• EXERCISE AIM:
Return the lines of the rows below unchanged, beginning at the line that contains "Kindly give the mask of every instance of the halter" and stopping after the line that contains "M112 118L112 116L113".

**** SUPPLIED MATERIAL ****

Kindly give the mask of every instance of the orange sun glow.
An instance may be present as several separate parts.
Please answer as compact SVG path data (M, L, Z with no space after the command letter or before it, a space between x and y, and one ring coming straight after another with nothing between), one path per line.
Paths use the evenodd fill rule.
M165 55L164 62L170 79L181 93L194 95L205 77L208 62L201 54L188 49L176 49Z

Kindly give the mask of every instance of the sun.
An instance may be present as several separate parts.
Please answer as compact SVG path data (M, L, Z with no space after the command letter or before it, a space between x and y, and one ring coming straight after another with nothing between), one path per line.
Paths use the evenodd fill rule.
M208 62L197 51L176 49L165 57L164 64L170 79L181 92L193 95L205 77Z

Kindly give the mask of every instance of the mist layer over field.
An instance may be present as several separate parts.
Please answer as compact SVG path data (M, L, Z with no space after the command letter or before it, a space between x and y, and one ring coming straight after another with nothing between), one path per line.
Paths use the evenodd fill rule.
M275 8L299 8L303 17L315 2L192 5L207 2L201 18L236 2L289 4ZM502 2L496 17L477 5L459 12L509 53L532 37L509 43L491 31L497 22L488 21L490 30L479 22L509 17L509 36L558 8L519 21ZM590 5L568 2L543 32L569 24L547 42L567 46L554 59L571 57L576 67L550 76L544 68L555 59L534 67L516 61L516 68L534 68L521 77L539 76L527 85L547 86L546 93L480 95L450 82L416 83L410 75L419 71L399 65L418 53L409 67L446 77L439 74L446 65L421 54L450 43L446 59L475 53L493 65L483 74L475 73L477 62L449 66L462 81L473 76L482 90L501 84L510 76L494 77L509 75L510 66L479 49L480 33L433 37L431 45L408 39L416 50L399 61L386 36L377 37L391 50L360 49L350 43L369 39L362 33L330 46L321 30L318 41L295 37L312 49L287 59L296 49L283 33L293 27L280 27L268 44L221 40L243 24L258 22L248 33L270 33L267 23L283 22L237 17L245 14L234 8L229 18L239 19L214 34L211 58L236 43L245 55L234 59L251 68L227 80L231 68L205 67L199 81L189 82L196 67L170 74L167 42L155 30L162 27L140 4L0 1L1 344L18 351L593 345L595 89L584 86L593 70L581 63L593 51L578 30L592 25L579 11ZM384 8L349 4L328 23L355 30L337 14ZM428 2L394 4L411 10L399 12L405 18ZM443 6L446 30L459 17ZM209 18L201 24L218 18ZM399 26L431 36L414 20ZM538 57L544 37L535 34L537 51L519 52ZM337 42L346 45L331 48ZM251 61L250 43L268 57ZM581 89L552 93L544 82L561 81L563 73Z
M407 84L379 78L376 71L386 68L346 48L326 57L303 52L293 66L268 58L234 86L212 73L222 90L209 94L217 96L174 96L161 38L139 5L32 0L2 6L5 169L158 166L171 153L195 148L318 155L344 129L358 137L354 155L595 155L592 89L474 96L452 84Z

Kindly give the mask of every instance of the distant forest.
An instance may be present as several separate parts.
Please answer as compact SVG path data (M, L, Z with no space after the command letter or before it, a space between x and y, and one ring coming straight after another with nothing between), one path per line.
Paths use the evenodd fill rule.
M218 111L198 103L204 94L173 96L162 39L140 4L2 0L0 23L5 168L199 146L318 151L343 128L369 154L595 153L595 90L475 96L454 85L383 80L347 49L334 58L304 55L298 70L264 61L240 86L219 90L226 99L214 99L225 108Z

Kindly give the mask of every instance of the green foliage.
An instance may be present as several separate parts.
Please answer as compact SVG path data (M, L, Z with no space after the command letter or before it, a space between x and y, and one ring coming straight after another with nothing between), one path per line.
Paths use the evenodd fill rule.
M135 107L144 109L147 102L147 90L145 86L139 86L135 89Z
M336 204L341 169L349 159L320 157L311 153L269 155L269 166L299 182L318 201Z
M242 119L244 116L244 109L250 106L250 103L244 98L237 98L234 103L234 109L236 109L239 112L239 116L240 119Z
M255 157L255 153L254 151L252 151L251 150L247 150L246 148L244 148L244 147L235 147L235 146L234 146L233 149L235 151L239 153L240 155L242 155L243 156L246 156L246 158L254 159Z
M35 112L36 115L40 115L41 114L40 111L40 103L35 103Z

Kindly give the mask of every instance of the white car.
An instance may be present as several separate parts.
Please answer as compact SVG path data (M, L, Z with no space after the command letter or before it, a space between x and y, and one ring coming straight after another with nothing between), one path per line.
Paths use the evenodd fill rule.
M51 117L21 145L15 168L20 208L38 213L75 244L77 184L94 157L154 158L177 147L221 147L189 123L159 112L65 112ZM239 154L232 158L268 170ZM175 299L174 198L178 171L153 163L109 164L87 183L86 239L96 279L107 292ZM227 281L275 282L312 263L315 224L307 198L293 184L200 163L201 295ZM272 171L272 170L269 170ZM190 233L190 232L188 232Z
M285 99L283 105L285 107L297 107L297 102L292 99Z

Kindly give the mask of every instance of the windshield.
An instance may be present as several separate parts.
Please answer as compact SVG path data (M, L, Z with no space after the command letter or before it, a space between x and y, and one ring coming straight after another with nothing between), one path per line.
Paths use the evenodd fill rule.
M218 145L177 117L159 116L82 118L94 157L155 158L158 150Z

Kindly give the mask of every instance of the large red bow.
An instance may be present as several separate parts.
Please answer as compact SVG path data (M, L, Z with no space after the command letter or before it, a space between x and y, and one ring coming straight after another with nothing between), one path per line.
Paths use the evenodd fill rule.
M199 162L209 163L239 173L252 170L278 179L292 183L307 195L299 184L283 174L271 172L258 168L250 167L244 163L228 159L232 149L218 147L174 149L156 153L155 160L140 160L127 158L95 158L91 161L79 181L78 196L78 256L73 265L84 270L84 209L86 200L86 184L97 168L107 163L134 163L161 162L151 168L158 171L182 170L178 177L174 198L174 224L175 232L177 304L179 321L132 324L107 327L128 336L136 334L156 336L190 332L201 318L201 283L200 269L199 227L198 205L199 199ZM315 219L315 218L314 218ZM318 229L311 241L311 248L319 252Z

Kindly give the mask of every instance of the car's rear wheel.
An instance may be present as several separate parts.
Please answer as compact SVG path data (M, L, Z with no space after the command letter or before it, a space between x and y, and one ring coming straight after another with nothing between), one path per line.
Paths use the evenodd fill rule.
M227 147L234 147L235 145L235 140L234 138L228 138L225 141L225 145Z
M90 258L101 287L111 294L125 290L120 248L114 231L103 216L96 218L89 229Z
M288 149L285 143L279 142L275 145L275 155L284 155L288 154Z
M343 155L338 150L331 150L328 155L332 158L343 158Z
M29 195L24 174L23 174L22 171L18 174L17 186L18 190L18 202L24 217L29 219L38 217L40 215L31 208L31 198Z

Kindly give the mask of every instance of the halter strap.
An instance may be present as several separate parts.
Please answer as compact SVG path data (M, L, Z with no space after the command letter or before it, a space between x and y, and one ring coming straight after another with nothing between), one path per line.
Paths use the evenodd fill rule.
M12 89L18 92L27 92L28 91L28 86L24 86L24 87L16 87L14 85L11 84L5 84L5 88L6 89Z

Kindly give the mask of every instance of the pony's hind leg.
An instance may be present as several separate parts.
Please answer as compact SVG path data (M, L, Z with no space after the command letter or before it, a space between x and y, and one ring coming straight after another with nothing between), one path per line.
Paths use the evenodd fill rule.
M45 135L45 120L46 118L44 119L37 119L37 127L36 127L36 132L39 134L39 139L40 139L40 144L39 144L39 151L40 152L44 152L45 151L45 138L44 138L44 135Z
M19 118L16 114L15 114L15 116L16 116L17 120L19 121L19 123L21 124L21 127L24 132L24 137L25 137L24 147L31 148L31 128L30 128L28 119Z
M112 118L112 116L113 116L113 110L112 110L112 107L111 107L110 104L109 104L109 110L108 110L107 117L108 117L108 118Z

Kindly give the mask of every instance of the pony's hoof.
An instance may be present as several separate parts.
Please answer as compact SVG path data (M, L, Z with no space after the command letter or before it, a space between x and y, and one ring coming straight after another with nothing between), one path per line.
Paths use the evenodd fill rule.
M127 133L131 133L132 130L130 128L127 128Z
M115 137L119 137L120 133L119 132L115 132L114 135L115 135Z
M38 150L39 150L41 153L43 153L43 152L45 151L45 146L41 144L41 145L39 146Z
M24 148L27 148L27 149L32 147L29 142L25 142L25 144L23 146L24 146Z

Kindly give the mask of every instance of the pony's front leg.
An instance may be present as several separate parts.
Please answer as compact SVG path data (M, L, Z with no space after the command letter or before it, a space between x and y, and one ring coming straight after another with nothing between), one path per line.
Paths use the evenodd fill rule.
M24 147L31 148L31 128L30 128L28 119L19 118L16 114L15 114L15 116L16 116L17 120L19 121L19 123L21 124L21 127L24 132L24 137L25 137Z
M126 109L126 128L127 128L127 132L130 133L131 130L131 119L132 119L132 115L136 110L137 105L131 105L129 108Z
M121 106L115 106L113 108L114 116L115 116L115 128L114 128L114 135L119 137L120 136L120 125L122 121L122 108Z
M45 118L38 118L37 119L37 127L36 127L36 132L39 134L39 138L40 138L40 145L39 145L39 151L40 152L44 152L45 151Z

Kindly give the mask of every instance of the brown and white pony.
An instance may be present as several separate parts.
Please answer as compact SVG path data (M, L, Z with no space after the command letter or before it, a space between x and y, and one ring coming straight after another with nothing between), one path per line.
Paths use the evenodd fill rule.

****

• COMPLETED EXERCISE:
Kindly give the mask of every instance of the halter strap.
An instance may be present as several separate parts.
Please answer as compact SVG path data (M, L, Z with no space after the command letter or before it, a space between x and y, and one ring coming straight after another with nothing between), one path per line.
Paths use the evenodd fill rule.
M12 89L18 92L27 92L28 91L28 86L24 86L24 87L16 87L14 85L11 84L5 84L5 88L6 89Z

Kindly give the mask of every instance of the pony's hind leg.
An instance may be present as several separate parts.
Please answer as compact SVG path data (M, L, Z with no space after the command letter or before it, a space between x and y, and one ring coming straight after another with nothing between), one path per line.
Paths use the evenodd fill rule.
M45 135L45 120L46 118L44 119L37 119L37 127L36 127L36 132L39 134L39 139L40 139L40 144L39 144L39 151L40 152L44 152L45 151L45 138L44 138L44 135Z
M19 118L16 114L15 114L15 116L16 116L17 120L19 121L19 123L21 124L21 127L24 132L24 137L25 137L24 147L31 148L31 128L30 128L28 119Z
M112 118L112 116L113 116L113 110L112 110L112 107L111 107L110 104L109 104L109 110L108 110L107 117L108 117L108 118Z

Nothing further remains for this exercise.